- Work item -
Beneath this instruction is a block of data; output from it exactly the lines that run from the one containing "Query: black winter jacket" through the one containing "notation: point(240, 343).", inclusive.

Stored data entries

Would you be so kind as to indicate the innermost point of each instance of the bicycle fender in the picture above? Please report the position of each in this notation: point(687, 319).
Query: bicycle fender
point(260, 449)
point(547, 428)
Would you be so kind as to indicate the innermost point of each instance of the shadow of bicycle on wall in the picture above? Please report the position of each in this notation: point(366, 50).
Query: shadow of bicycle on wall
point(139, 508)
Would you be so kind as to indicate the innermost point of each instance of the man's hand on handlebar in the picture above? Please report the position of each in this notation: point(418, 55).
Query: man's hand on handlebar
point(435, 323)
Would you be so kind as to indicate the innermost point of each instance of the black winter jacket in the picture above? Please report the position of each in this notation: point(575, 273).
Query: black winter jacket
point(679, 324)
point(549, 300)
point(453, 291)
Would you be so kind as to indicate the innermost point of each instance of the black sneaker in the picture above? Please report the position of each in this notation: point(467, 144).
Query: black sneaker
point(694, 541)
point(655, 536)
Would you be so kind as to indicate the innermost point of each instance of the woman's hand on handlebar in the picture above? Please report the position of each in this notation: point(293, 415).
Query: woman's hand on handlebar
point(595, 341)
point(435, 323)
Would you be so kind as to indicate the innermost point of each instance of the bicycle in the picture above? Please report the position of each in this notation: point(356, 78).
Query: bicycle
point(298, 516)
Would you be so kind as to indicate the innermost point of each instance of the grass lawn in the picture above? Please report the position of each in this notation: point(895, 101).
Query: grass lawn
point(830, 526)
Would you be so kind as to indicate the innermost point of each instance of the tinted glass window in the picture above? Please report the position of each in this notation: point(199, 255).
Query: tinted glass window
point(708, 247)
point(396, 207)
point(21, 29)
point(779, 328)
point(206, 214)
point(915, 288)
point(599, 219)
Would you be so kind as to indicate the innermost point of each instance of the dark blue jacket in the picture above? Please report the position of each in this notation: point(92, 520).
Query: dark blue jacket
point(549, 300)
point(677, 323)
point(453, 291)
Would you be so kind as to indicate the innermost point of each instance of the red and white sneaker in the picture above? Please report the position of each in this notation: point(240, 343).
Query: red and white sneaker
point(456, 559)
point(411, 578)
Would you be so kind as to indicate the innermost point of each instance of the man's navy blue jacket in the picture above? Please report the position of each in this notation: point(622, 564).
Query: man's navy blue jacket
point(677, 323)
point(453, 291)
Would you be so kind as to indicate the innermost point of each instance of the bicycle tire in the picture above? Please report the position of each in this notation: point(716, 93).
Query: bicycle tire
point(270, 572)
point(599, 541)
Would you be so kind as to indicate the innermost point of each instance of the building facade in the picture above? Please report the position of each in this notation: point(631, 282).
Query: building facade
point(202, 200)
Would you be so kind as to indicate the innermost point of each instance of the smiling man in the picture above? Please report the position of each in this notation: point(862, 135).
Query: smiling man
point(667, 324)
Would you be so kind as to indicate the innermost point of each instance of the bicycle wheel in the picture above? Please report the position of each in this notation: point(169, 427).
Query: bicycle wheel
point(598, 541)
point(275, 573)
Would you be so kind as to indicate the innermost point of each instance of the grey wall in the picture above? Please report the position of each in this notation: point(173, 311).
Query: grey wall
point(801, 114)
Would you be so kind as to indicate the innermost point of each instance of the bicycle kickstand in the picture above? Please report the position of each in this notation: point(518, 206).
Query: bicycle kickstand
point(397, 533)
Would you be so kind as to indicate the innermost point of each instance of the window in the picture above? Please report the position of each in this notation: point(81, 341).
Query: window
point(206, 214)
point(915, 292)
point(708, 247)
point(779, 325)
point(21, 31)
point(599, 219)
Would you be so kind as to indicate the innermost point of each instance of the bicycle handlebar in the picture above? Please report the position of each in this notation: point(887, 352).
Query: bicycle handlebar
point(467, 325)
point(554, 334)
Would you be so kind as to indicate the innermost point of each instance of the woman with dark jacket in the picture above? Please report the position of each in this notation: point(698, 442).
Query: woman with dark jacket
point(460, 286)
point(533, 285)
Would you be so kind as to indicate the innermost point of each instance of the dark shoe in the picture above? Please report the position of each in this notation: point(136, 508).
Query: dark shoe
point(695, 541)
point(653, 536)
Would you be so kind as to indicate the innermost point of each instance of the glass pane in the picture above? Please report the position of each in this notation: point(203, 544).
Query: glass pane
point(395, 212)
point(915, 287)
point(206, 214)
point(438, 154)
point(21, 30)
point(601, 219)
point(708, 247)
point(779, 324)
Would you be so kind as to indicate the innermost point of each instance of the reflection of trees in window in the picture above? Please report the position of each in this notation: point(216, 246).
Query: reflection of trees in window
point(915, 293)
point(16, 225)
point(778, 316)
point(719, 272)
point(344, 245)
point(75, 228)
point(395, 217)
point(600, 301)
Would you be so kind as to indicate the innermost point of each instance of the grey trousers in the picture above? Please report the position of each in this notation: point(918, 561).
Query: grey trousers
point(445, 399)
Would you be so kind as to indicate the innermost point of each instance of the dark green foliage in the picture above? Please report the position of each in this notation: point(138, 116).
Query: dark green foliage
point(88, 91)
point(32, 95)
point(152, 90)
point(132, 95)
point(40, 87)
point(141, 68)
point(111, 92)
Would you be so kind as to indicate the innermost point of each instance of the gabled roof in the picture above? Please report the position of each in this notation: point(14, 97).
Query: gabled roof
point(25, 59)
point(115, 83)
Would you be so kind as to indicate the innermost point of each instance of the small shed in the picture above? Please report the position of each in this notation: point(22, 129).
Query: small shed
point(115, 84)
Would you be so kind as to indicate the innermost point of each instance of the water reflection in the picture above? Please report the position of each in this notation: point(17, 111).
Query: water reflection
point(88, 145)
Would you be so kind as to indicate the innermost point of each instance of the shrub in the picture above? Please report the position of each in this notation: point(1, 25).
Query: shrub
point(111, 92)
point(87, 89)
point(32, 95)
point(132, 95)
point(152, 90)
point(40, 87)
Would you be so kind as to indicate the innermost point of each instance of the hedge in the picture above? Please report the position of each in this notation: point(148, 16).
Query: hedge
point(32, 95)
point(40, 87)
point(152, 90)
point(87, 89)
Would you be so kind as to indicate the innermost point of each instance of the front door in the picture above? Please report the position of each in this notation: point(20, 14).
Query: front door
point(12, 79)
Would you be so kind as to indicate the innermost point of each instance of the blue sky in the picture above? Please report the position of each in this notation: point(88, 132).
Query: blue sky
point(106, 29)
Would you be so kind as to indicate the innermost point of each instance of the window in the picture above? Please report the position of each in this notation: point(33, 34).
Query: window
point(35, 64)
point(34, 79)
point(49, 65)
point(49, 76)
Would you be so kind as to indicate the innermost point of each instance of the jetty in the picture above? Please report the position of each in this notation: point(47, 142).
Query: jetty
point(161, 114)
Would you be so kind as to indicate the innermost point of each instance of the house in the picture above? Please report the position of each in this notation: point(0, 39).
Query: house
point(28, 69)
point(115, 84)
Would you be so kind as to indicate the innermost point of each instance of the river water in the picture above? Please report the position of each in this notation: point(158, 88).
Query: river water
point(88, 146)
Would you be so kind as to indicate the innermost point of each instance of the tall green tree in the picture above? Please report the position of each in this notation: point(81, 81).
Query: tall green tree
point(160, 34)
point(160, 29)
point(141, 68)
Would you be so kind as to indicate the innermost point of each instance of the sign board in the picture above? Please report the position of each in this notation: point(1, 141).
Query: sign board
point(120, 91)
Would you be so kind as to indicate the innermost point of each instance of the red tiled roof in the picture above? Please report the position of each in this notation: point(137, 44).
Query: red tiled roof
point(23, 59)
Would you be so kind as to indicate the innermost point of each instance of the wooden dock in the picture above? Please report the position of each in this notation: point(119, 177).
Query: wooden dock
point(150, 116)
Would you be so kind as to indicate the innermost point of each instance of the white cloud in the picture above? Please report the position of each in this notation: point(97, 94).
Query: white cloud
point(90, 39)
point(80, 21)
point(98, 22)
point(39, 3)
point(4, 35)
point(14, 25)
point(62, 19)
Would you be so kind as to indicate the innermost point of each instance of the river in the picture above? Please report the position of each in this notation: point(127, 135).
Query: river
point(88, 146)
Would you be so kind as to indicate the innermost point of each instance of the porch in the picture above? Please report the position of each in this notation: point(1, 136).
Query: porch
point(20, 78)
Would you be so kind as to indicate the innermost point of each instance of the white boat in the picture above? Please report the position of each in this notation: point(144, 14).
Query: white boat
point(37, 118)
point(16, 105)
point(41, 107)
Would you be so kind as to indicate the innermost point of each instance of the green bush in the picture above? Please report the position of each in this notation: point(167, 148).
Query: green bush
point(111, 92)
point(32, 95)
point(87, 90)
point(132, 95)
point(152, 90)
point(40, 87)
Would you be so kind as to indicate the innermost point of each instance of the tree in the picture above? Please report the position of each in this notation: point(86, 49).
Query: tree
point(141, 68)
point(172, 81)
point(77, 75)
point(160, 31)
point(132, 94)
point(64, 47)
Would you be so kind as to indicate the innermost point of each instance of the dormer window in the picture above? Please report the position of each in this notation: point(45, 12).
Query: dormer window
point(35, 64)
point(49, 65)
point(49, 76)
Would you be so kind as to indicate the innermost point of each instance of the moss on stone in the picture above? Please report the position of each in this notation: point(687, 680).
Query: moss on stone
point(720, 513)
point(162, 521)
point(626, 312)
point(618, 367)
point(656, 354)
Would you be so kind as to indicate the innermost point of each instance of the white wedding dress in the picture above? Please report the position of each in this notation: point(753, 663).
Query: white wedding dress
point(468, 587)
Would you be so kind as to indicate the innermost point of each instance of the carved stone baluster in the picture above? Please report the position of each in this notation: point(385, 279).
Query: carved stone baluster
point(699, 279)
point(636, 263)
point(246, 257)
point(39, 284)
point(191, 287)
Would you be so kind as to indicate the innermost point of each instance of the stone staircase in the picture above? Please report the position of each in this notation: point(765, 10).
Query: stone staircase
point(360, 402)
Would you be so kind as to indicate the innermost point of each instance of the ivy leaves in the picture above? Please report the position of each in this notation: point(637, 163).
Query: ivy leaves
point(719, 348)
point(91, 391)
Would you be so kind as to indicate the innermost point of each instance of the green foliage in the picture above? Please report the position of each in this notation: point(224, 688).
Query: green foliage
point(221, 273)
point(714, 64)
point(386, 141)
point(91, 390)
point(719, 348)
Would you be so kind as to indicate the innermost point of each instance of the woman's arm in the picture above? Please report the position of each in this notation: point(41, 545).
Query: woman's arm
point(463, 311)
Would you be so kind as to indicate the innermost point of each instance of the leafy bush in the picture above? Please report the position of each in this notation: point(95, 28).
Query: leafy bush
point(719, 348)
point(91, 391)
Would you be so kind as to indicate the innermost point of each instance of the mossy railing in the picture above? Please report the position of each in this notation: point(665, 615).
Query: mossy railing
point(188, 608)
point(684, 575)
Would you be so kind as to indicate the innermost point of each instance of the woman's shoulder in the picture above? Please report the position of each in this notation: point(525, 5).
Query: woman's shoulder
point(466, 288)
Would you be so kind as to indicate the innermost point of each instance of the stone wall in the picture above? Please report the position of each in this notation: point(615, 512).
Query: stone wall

- Task response -
Query: black winter jacket
point(679, 324)
point(549, 300)
point(453, 291)
Would you be so kind as to indicate the innermost point of each instance of the black sneaker in the picture above? Please report the position of each in this notation: point(467, 144).
Query: black sneaker
point(694, 541)
point(655, 536)
Would you be so kind as to indicate the innermost point of each instance of the woman's hand on handlebar in the picture above? Please report the position of each in this notation: point(293, 415).
Query: woman's hand on handlebar
point(595, 341)
point(435, 323)
Would you be so kind as to indicate the innermost point of each instance of the bicycle in the picture above? Please report the position of each in this notation: point(356, 78).
Query: bicycle
point(298, 516)
Would you be so kind as to indicate the innermost point of each instance of the grass lawn in the picture above? Please report the position of each in this notation: point(895, 101).
Query: grass lawn
point(830, 526)
Would you be so kind as to indicate the innermost point of each instance of the tinted glass window in the picture above? Please report the position of each in this notation: point(199, 255).
Query: tinted glass window
point(708, 247)
point(396, 207)
point(21, 29)
point(779, 328)
point(206, 214)
point(915, 288)
point(599, 219)
Would you be so kind as to indicate the innermost point of each instance of the dark blue jacket in the picture above? Please report the position of each in this notation: point(92, 520).
Query: dark blue jacket
point(549, 300)
point(677, 323)
point(453, 291)
Would you be so kind as to indicate the innermost point of each instance of the red and white sneaker in the picture above? Please report the position of each in this notation: point(240, 343).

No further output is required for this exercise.